* **Region pointing data**
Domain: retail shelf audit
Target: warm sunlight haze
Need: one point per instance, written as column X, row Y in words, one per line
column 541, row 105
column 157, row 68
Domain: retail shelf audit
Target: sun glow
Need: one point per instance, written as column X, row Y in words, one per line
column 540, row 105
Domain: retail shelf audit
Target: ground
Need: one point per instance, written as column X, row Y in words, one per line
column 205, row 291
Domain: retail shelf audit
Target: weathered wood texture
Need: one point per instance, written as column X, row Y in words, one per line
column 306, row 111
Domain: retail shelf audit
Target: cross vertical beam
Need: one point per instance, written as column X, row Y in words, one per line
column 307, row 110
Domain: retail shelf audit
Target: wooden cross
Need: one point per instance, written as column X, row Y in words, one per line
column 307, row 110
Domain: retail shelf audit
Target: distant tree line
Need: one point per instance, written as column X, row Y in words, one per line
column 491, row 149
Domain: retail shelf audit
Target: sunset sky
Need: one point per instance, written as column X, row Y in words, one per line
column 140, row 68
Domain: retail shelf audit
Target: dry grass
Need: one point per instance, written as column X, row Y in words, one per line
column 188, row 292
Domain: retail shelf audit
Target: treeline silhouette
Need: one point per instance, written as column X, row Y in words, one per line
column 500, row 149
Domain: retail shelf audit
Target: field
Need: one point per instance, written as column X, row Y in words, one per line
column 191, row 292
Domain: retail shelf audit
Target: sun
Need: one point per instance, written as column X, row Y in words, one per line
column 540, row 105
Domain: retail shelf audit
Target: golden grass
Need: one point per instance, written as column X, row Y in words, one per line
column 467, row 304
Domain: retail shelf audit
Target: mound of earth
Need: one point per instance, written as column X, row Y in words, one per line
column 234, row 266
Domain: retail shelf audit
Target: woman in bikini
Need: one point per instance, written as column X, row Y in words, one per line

* **ASSIGNMENT**
Where a line of the records includes "grass", copy it.

* **EXERCISE OUTPUT**
Target: dry grass
Target: golden grass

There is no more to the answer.